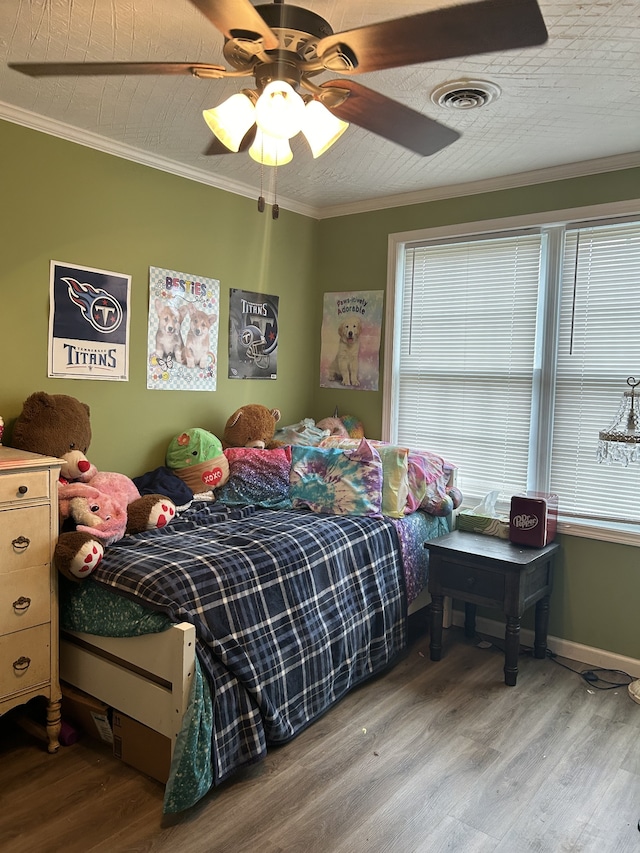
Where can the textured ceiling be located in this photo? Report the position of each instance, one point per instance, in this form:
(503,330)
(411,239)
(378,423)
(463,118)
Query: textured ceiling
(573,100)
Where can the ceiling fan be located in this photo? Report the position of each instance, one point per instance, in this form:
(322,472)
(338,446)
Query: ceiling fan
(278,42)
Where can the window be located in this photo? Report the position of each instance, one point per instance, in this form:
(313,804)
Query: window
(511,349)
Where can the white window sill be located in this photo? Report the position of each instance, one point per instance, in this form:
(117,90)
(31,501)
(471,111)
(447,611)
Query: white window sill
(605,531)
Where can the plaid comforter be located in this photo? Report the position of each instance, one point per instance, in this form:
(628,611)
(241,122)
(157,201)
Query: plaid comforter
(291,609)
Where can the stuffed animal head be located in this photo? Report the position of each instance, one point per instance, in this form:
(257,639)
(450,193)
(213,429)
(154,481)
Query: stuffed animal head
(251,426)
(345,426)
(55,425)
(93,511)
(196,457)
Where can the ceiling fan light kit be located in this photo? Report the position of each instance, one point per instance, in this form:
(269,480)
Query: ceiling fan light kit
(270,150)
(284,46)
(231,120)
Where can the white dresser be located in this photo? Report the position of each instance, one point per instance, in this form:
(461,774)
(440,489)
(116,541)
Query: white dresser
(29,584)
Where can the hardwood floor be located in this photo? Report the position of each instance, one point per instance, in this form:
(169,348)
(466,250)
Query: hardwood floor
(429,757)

● ● ●

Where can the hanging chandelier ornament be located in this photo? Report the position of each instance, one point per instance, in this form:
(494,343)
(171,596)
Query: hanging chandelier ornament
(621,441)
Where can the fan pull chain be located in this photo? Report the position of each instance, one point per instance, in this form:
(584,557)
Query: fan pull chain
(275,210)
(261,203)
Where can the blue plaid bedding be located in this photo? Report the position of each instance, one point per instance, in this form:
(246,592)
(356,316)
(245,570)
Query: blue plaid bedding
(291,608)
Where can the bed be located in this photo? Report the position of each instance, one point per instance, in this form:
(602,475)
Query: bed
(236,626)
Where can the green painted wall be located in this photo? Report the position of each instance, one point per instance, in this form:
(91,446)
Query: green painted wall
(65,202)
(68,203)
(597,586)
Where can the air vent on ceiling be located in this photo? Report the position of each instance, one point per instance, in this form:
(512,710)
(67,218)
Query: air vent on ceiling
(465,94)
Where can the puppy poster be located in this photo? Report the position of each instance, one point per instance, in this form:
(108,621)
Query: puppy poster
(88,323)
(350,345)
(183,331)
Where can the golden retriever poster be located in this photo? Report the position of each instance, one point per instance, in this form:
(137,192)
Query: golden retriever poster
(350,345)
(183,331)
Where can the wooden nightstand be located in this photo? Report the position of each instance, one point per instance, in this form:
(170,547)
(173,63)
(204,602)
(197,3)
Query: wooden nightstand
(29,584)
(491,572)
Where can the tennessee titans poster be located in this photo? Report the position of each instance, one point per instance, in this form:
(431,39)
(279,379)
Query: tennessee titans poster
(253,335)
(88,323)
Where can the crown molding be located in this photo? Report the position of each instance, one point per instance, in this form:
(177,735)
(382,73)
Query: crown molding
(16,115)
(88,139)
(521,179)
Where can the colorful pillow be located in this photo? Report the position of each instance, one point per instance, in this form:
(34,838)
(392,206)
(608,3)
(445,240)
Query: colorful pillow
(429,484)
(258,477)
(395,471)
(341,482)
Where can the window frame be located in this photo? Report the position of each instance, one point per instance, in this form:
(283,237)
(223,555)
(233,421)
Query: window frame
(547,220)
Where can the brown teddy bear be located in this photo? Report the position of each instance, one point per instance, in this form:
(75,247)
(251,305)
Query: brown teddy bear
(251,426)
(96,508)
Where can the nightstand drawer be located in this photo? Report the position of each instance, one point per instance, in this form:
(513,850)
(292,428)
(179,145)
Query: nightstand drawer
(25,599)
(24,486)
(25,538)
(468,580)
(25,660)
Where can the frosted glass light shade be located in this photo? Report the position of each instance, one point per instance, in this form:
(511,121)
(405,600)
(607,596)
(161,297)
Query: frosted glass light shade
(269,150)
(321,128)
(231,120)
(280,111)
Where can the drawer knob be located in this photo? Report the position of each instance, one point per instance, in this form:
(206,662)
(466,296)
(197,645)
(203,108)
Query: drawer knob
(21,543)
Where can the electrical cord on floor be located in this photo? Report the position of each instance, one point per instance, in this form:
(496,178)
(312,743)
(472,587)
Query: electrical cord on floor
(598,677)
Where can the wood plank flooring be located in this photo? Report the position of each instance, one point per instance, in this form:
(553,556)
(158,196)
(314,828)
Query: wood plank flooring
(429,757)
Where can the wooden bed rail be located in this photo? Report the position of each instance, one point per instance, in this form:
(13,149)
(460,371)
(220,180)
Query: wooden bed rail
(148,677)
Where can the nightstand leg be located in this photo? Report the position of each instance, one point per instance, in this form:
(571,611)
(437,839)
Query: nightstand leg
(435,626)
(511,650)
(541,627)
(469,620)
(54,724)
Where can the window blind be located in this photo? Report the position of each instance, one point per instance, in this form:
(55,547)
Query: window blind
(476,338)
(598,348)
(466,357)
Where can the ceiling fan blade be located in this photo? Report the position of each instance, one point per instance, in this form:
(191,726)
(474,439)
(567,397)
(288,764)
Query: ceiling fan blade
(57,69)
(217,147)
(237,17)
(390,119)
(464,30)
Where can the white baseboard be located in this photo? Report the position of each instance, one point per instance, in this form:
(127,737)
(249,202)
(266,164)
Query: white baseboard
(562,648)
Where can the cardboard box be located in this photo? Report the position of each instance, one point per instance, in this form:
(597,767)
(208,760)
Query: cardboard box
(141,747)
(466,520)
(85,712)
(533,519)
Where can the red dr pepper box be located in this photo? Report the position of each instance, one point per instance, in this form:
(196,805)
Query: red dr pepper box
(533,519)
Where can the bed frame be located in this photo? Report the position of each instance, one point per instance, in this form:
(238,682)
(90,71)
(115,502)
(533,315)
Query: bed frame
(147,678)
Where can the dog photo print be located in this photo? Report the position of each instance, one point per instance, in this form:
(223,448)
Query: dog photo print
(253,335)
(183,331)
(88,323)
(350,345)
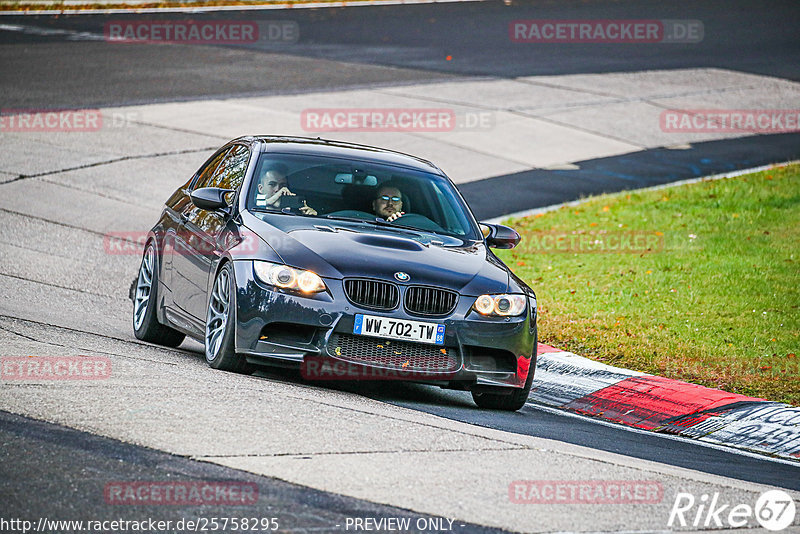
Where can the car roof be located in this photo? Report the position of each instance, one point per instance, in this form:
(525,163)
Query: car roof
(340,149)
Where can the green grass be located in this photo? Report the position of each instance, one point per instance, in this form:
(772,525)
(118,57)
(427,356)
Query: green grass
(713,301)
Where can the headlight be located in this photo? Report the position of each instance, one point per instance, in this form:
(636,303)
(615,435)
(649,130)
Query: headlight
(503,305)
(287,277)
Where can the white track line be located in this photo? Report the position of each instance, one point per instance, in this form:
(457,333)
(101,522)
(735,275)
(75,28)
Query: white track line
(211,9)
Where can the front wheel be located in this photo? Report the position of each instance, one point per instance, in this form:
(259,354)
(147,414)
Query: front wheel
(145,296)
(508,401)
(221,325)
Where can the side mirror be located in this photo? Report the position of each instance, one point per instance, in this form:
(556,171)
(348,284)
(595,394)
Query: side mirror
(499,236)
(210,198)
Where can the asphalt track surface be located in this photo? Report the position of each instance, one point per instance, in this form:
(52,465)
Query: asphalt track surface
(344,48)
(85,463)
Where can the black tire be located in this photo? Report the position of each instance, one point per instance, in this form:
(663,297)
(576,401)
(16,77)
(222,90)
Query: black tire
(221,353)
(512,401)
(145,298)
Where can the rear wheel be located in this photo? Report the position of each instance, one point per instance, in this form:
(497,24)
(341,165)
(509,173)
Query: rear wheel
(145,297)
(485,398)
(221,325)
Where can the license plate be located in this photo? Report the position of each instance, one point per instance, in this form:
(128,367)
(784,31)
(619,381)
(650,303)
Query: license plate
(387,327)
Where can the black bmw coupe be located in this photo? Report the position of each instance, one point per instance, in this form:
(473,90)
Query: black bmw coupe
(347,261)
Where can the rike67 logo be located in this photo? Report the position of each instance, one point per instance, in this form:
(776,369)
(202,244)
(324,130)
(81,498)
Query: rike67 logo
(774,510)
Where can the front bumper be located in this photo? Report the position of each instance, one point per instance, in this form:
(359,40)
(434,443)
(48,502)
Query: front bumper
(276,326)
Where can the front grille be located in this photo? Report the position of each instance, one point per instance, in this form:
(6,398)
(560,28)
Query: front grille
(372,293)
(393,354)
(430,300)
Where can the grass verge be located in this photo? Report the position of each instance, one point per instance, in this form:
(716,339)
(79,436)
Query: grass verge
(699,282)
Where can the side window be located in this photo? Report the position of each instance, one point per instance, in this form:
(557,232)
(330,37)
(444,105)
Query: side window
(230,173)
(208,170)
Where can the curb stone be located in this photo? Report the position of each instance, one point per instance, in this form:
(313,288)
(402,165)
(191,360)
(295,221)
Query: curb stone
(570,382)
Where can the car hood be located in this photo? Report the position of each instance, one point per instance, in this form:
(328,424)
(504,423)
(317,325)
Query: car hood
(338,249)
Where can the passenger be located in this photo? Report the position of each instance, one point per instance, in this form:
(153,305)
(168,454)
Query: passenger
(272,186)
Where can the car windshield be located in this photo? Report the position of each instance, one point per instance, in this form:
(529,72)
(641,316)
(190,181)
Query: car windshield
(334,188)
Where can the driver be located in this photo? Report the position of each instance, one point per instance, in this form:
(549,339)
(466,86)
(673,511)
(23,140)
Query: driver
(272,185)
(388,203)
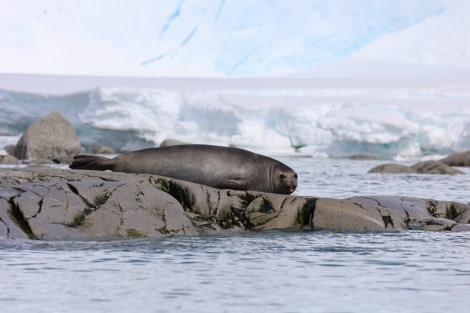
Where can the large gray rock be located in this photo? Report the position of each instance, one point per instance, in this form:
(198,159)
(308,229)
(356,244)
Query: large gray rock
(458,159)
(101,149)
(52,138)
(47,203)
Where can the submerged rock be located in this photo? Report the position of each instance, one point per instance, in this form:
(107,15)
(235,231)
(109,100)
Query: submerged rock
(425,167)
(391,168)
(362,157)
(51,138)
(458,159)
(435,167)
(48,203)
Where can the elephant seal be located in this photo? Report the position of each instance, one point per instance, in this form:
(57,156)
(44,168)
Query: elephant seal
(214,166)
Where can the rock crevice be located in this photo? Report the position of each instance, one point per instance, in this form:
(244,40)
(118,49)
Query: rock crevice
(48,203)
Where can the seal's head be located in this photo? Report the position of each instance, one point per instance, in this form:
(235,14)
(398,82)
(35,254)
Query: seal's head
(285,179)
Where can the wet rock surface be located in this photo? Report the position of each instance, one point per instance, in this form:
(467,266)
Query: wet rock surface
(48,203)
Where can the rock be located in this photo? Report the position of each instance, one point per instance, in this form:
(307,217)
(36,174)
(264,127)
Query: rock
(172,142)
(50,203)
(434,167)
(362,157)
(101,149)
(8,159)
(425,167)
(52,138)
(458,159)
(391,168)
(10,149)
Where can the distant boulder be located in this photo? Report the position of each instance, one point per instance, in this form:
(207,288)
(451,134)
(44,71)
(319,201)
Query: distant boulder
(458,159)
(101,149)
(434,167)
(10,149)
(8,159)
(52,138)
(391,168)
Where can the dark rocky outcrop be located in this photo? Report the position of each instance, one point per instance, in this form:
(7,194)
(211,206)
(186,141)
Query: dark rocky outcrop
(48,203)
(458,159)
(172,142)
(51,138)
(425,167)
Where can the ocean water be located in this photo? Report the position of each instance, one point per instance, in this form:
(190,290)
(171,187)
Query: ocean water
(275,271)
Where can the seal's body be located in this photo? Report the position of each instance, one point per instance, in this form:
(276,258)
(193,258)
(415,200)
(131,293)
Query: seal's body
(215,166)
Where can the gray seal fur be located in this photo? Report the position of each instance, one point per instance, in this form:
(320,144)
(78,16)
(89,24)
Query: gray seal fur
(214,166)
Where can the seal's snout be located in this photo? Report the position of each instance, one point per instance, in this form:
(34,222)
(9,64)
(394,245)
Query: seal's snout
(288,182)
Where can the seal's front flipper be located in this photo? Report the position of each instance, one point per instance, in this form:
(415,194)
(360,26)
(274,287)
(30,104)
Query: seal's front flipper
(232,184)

● ● ●

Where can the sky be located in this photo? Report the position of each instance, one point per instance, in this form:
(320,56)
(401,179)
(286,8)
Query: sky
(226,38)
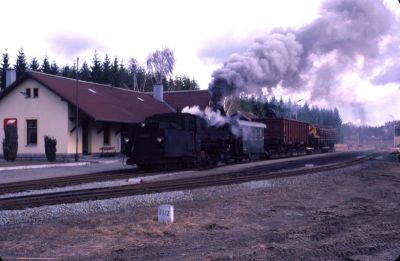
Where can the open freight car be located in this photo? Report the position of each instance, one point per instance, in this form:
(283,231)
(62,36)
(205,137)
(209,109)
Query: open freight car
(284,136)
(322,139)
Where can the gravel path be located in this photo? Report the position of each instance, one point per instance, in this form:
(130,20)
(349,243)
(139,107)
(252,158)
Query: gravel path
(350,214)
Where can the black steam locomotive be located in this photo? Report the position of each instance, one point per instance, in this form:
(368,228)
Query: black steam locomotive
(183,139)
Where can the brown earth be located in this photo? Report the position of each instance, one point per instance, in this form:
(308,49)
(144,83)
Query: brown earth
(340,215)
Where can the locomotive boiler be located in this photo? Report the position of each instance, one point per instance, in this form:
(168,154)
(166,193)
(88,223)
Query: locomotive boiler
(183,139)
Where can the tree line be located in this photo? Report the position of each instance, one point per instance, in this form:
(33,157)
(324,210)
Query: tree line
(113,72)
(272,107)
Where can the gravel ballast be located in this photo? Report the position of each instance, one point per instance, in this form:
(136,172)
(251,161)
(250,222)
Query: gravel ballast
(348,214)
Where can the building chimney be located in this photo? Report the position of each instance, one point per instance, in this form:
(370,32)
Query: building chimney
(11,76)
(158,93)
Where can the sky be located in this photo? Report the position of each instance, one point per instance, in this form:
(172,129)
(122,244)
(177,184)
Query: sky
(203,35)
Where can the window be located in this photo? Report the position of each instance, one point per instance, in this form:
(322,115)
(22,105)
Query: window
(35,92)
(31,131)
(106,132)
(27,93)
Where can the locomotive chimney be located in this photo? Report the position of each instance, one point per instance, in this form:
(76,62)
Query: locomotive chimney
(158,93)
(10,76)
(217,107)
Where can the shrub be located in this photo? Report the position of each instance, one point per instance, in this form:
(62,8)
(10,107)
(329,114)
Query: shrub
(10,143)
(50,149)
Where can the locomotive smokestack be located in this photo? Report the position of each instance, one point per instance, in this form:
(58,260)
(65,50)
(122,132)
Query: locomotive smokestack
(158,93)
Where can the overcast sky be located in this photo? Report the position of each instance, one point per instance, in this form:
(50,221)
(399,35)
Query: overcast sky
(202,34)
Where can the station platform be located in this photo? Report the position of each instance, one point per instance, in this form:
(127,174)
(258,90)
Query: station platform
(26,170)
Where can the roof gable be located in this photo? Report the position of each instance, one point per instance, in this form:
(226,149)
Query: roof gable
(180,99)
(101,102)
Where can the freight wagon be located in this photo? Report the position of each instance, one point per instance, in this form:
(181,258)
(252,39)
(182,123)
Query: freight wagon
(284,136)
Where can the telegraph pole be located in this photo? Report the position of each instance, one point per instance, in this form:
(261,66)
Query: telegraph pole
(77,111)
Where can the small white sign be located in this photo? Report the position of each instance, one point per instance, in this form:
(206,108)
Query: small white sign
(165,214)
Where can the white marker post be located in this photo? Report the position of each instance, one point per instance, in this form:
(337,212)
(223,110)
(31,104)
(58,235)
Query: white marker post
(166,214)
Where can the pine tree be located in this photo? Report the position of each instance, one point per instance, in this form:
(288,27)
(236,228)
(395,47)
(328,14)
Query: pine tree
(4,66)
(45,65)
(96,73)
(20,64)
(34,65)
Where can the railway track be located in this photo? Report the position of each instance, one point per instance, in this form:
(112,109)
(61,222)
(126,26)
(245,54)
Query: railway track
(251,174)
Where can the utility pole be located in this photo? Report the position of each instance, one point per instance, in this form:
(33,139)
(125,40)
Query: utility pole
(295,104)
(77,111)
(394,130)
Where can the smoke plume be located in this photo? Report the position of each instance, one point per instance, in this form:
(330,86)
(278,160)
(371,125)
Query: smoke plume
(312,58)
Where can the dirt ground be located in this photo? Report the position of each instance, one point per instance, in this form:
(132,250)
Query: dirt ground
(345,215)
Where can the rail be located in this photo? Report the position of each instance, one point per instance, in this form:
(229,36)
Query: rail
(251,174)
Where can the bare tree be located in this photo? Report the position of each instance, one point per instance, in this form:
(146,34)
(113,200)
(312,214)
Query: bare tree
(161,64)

● ● ●

# Prompt
How many lines in the records above contain the string "stone"? Reply with the number only.

# The completed task
2